SCHRIFTLICHE ÜBUNG A.
Prüfe, ob die folgenden Aussagen mit dem Textabschnitt übereinstimmen. Antworte jeweils mit Ja oder Nein und belege die Antwort mit den entscheidenden Worten des Textabschnitts als genaues Zitat.
(i) Die Verneigung vor der Sonne oder dem Mond wird als früheste Form des Götzendienstes bezeichnet.
(ii) Der Textabschnitt sagt, dass hier von Baals und Astorets die Rede ist.
(iii) Nach seiner Sünde demütigte sich Adam vor Gott und ging zu Ihm.

TEXTABSCHNITT.
----------

Nun betrachtet er eine ganz andere Sache – „wenn ich die Sonne sah, wie sie glänzte, und den Mond in Pracht dahinziehen“ (V. 26a), das heißt in der Art und Weise irgendeiner Anbetung; in der Verneigung vor der Sonne oder dem Mond, was die früheste Form des Götzendienstes war. Wir hören nicht von Baals oder Astorets oder irgendeiner der schändlichen Götzenbilder und Schlechtigkeiten heidnischer Anbetungsobjekte; aber hier war ein Werk Gottes von höchster Natur, aber keine Anlehnung daran in irgendeiner Weise – „und mein Herz im Geheimen verführt wurde und mein Mund meine Hand geküsst hat“ – auch nicht die geringste Form der Anerkennung des Geschöpfes! – „auch das wäre eine gerichtlich zu strafende Ungerechtigkeit; denn Gott droben hätte ich verleugnet“ (V. 27.28). Da haben wir eine sehr solide Lehre. „Wenn ich mich freute über das Unglück meines Hassers und aufjauchzte, als Böses ihn traf“ (V. 29) – eine sehr häufige Schlinge für Menschen. Sie haben eine kleine Freude, wenn ihre Widersacher zu Schaden kommen oder bedrängt werden. „... (nie habe ich ja meinem Gaumen erlaubt zu sündigen, durch einen Fluch seine Seele zu fordern); wenn die Leute meines Zeltes nicht gesagt haben: Wer wäre nicht von seinem Fleisch satt geworden! (der Fremde übernachtete nicht draußen, ich öffnete dem Wanderer meine Tür): Wenn ich, wie Adam, meine Übertretungen zugedeckt habe, verbergend in meinem Innern meine Ungerechtigkeit, weil ich mich fürchtete vor der großen Menge“ (V. 30‒34a) – wir sehen, dass er mit der sehr bemerkenswerten und ergiebigen Geschichte des Falles Adams bestens vertraut war. Dort haben wir genau das, was jeder, der jetzt mit dem Licht Christi zurückblickt, auch sieht. Da war die große Sünde Adams. Anstatt sich vor Gott zu demütigen und zu Ihm zu gehen, um Ihm zu sagen, wie er sich selbst entehrt hatte, versteckte sich Adam; und die Kleidung, die er anlegte, zeigte, dass er nicht mehr unschuldig war.

----------

SCHRIFTLICHE ÜBUNG B. Gib die Zeilen der Auflistung von der Zeile mit „[pin] tree (one“ bis einschließlich zum Ende der Auflistung unverändert wieder und lass die Bilder dabei weg.

Extrahierte Dateneinträge:
----------

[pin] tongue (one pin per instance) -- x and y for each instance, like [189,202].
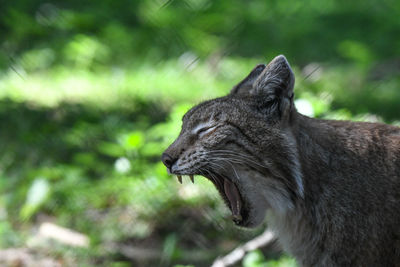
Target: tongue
[232,193]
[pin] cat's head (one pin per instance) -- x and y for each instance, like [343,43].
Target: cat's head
[242,144]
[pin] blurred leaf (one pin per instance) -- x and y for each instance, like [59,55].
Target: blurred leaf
[36,196]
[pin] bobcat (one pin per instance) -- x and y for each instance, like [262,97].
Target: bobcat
[330,189]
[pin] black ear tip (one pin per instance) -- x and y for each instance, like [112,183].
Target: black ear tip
[259,67]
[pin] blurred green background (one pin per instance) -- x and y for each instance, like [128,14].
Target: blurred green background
[92,92]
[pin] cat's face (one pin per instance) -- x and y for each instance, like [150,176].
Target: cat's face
[232,142]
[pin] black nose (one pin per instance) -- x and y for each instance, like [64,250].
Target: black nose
[167,160]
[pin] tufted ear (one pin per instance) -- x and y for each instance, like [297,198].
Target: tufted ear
[245,86]
[275,85]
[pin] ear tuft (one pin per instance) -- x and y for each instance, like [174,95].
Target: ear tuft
[276,79]
[274,86]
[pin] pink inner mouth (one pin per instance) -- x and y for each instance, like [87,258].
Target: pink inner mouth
[232,193]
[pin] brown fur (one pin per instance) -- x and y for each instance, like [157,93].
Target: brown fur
[331,189]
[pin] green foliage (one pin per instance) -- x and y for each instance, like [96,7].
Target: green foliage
[92,92]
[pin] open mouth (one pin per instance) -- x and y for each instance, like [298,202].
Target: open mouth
[230,194]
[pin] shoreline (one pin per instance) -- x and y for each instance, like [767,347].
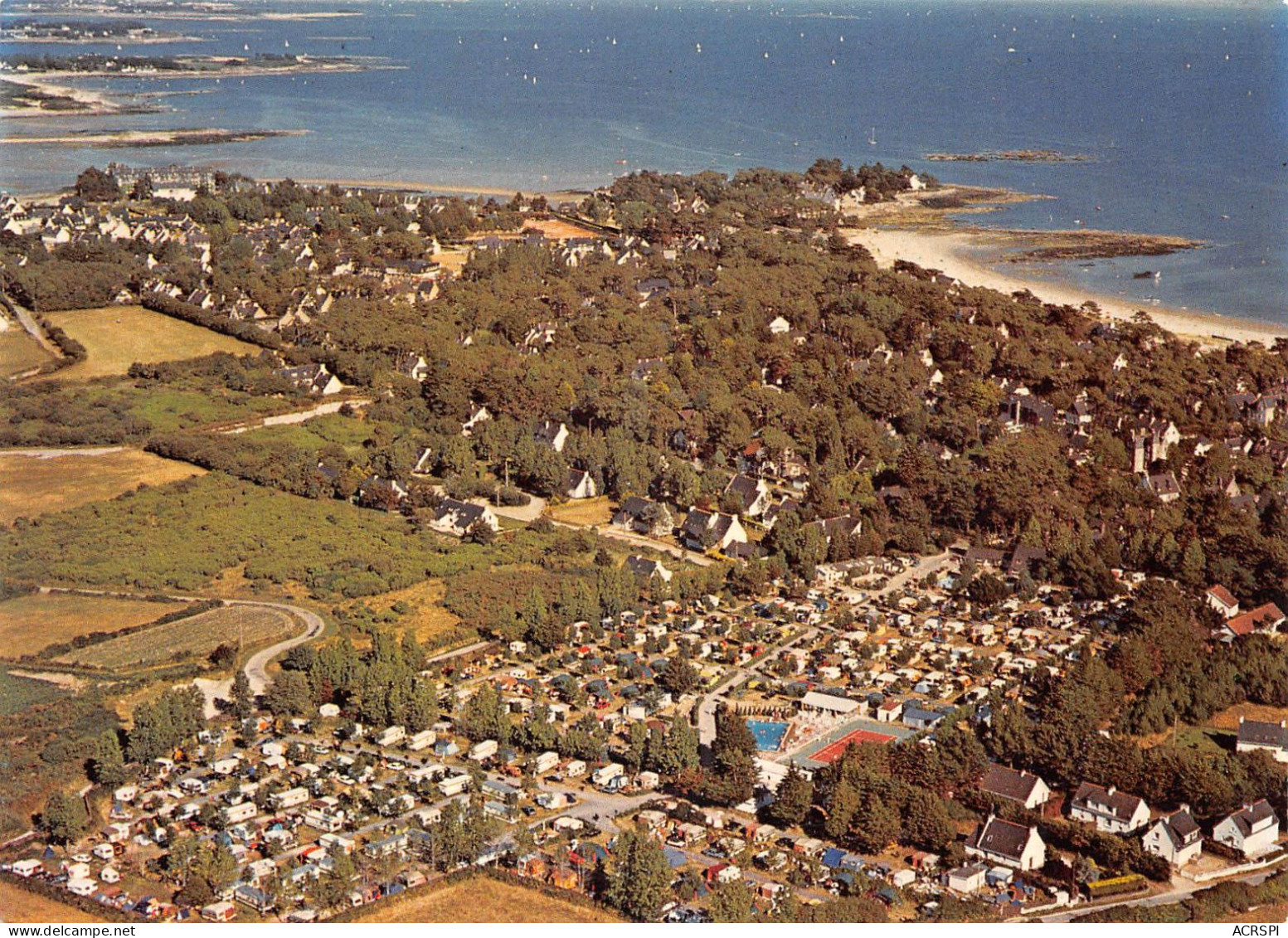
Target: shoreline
[953,253]
[435,188]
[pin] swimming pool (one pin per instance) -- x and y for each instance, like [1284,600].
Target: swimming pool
[769,735]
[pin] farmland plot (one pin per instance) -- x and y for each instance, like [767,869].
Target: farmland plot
[187,638]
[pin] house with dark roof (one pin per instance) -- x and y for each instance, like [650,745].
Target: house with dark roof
[1011,785]
[1252,830]
[920,717]
[1109,809]
[1273,737]
[1265,619]
[751,495]
[580,484]
[647,570]
[644,517]
[712,530]
[456,518]
[1222,600]
[1164,486]
[1009,844]
[312,379]
[1176,838]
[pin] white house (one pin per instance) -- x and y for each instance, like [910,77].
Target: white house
[1252,830]
[1273,737]
[1020,786]
[1176,838]
[968,879]
[580,484]
[1009,844]
[1109,809]
[454,517]
[552,435]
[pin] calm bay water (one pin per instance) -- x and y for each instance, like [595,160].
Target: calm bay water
[1183,106]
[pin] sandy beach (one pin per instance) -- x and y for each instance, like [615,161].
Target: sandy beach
[952,253]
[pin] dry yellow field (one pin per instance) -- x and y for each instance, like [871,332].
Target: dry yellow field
[187,638]
[428,616]
[18,905]
[20,352]
[484,900]
[118,337]
[584,512]
[1229,718]
[28,624]
[37,484]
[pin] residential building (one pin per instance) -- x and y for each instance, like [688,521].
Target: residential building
[1010,844]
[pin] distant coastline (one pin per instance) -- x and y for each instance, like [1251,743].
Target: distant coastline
[911,232]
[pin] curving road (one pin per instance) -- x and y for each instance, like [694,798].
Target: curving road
[255,666]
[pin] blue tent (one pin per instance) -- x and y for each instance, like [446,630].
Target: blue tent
[673,858]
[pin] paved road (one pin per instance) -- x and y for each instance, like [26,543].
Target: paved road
[256,666]
[291,418]
[922,567]
[454,652]
[708,704]
[1169,898]
[32,328]
[652,544]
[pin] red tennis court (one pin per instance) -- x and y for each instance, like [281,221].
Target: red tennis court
[833,751]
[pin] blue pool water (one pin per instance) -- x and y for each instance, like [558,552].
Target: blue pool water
[769,736]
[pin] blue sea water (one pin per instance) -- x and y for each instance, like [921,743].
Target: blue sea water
[1181,106]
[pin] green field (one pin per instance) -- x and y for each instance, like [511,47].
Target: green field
[186,639]
[178,537]
[20,352]
[46,412]
[118,337]
[20,693]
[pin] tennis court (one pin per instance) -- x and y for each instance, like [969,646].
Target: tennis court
[834,750]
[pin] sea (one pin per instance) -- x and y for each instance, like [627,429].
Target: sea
[1180,109]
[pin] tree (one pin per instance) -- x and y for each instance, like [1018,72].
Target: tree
[734,775]
[62,819]
[107,765]
[731,902]
[636,746]
[640,879]
[843,910]
[423,705]
[289,695]
[95,186]
[792,799]
[242,698]
[679,675]
[484,717]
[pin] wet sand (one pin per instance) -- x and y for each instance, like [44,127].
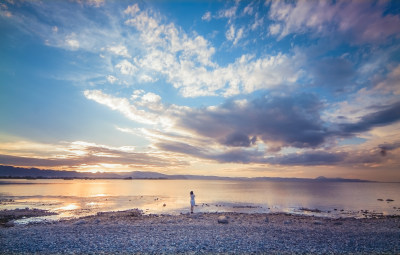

----------

LÖSUNG DER AUFGABE A.
(i) Ja: „in der Verneigung vor der Sonne oder dem Mond, was die früheste Form des Götzendienstes war“
(ii) Nein: „Wir hören nicht von Baals oder Astorets“
(iii) Nein: „Anstatt sich vor Gott zu demütigen und zu Ihm zu gehen, um Ihm zu sagen, wie er sich selbst entehrt hatte, versteckte sich Adam“

LÖSUNG DER AUFGABE B.
[pin] tree (one pin per instance) -- x and y for each instance, like [1018,72].
Target: tree
[734,775]
[62,819]
[107,765]
[731,902]
[636,746]
[640,879]
[843,910]
[423,705]
[289,695]
[95,186]
[792,799]
[242,698]
[679,675]
[484,717]
[pin] wet sand (one pin per instance) -- x and y for each instance, like [44,127].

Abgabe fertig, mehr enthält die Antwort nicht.